* [How to complete this task] Reproduce word for word, from the entries below, the line with "Exercise. Identify the dark roof", the line with "Exercise. Identify the rectangular", and every line between them, and nothing more.

Referring expression pointing data
######

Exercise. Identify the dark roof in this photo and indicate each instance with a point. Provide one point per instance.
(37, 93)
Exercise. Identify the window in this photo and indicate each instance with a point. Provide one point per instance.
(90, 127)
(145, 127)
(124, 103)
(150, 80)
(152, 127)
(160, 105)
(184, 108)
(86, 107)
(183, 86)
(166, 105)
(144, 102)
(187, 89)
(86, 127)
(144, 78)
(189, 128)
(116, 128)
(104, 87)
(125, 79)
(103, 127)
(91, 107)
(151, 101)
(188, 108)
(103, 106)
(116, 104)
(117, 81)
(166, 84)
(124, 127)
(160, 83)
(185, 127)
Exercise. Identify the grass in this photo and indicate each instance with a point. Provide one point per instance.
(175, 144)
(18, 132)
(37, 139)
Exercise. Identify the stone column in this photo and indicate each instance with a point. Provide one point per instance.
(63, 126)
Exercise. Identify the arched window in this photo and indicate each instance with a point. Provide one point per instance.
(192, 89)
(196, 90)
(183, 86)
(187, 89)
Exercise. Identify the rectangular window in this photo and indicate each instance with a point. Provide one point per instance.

######

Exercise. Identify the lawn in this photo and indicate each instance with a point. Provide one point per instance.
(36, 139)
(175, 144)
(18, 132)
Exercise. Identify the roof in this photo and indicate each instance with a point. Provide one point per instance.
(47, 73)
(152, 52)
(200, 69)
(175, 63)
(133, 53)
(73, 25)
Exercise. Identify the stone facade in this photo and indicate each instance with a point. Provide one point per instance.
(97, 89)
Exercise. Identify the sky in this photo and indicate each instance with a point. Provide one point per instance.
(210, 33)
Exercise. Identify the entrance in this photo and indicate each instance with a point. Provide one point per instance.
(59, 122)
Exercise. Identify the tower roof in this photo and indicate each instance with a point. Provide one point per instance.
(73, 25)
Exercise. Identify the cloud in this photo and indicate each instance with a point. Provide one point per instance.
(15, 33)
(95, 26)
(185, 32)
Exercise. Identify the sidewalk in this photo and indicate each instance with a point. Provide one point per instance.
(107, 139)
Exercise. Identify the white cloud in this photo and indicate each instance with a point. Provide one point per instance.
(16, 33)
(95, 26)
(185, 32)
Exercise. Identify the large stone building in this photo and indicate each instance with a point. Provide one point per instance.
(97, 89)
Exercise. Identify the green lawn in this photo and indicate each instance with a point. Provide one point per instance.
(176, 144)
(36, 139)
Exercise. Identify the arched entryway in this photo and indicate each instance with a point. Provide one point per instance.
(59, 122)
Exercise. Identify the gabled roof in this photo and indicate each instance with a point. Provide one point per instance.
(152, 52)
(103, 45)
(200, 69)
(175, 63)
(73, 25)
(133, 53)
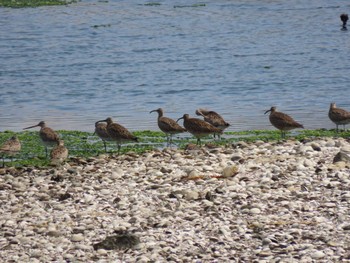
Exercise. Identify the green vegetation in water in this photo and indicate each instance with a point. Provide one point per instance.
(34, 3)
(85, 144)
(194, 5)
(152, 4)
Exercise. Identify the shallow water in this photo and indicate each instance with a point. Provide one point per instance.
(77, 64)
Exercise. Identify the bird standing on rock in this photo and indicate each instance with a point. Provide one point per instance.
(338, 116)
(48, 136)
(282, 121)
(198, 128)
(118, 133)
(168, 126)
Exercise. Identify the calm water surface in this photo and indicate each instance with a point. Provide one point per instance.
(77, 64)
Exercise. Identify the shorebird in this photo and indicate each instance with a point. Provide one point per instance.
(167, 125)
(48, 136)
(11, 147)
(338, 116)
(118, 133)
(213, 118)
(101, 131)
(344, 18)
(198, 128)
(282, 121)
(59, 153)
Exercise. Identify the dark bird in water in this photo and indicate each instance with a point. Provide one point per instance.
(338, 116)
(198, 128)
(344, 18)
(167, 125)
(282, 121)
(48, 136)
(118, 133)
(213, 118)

######

* [Answer section]
Exercise. Identify the dark roof in this photo and indicate each instance with a point. Provide one point per instance.
(37, 93)
Exercise. Identify the window in this photo and indicate each instance with a point. Provide one point per instance.
(90, 127)
(145, 127)
(124, 103)
(150, 80)
(152, 127)
(160, 105)
(184, 108)
(86, 107)
(183, 86)
(166, 105)
(144, 102)
(187, 89)
(86, 127)
(144, 78)
(189, 128)
(116, 128)
(104, 87)
(125, 79)
(103, 127)
(91, 107)
(151, 101)
(188, 108)
(103, 106)
(116, 104)
(117, 81)
(166, 84)
(124, 127)
(160, 83)
(185, 127)
Exercise. Identify the grass in this photo and indicate each instance with a point. Provide one point per instance.
(175, 144)
(18, 132)
(37, 139)
Exercise. Identify the stone column in this photo and indicate each instance with a point. Provide one point per instance.
(63, 126)
Exercise. Identify the arched window in this photo and indicate each instance with a point. Provide one point per instance.
(192, 89)
(196, 90)
(183, 86)
(187, 89)
Exercise. Identify the rectangular window in this photo and indicate each instance with a point. Provide one point per instance.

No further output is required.